## [Request 1]
Reproduce word for word the passage from the text on Raw Vision magazine, starting with "Raw Vision has" and going on through "and unique buildings.".

## [Text to read]
+--

Raw Vision is a British magazine devoted to outsider art and edited by John Maizels. It features content about the subject worldwide.

History
Raw Vision was founded by John Maizels in 1989 as a way of telling people about outsider art, with a small freelance staff and text contributed by scholars.  Each issue features outsider artists from different countries, as well as covering general news on the subject of outsider art from around the world.

Raw Vision has been described as "outsider art's Rolling Stone", and in 2007 was cited as the only publication devoted exclusively to this art form. Over the years, it has featured several hundred self-taught and visionary artists, many of whom were completely unknown. It also features visionary environments—sculpture gardens, self built architecture and unique buildings.

It defines outsider art as "creative expression that exist outside accepted cultural norms, or the realm of 'fine art'", and says that its "creators would not consider themselves artists, nor would they even feel that they were producing art at all."

+--

Point placement entries:
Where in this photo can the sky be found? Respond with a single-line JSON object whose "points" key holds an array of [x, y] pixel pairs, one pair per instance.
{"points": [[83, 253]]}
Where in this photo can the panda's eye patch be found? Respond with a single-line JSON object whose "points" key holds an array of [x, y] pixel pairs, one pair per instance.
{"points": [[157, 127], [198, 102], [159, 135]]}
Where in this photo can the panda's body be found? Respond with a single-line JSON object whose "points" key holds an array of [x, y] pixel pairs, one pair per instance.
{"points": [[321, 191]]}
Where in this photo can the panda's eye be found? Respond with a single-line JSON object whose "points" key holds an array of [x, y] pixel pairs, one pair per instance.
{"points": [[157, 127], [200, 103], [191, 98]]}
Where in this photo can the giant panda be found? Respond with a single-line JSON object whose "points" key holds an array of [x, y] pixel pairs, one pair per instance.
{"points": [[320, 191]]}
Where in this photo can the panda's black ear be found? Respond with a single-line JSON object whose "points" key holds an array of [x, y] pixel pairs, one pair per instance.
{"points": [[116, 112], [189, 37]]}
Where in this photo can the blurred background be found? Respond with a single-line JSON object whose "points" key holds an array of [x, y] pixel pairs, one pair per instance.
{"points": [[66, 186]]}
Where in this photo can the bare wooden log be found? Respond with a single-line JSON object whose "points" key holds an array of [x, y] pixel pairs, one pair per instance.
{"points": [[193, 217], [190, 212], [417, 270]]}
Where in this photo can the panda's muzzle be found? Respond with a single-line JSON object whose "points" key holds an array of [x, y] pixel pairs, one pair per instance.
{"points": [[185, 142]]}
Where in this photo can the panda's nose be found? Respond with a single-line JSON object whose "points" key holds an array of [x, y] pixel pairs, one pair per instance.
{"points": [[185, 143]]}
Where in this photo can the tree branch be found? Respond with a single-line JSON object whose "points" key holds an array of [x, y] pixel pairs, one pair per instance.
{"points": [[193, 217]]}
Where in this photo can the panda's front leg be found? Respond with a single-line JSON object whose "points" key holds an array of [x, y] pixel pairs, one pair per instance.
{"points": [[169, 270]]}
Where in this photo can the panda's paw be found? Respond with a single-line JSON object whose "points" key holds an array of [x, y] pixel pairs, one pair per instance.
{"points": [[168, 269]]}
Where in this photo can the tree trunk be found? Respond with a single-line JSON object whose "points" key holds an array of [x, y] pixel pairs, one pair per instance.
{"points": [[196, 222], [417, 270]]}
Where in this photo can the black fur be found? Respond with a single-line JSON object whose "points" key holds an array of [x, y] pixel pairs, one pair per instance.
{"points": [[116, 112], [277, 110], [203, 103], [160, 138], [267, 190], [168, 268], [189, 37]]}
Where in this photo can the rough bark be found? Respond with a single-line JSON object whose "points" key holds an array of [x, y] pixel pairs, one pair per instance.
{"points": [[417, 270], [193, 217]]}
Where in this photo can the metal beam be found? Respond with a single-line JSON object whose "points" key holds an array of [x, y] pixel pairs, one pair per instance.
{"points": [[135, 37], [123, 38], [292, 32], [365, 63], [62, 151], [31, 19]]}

+--

## [Request 2]
Output the point placement entries, starting with the line with "Where in this photo can the panda's paw" and going on through the last of those entries, as a two-column CSV with the columns entry_text and answer. Give one row for each entry, with its text and its answer each in one quoted field and any line breaks turned into spaces.

## [Written solution 1]
Raw Vision has been described as "outsider art's Rolling Stone", and in 2007 was cited as the only publication devoted exclusively to this art form. Over the years, it has featured several hundred self-taught and visionary artists, many of whom were completely unknown. It also features visionary environments—sculpture gardens, self built architecture and unique buildings.

## [Written solution 2]
entry_text,answer
"Where in this photo can the panda's paw be found? Respond with a single-line JSON object whose ""points"" key holds an array of [x, y] pixel pairs, one pair per instance.","{""points"": [[168, 269]]}"
"Where in this photo can the tree trunk be found? Respond with a single-line JSON object whose ""points"" key holds an array of [x, y] pixel pairs, one pair per instance.","{""points"": [[196, 222], [417, 270]]}"
"Where in this photo can the black fur be found? Respond with a single-line JSON object whose ""points"" key holds an array of [x, y] pixel pairs, one pair per instance.","{""points"": [[116, 112], [277, 110], [203, 103], [160, 138], [267, 190], [168, 268], [189, 37]]}"
"Where in this photo can the rough bark be found? Respond with a single-line JSON object whose ""points"" key holds an array of [x, y] pixel pairs, one pair per instance.","{""points"": [[417, 270], [193, 217]]}"
"Where in this photo can the metal beam be found? Respond with a single-line JSON object whose ""points"" key holds an array of [x, y] pixel pairs, one pair per instance.","{""points"": [[135, 37], [123, 38], [292, 32], [365, 63], [62, 151], [31, 19]]}"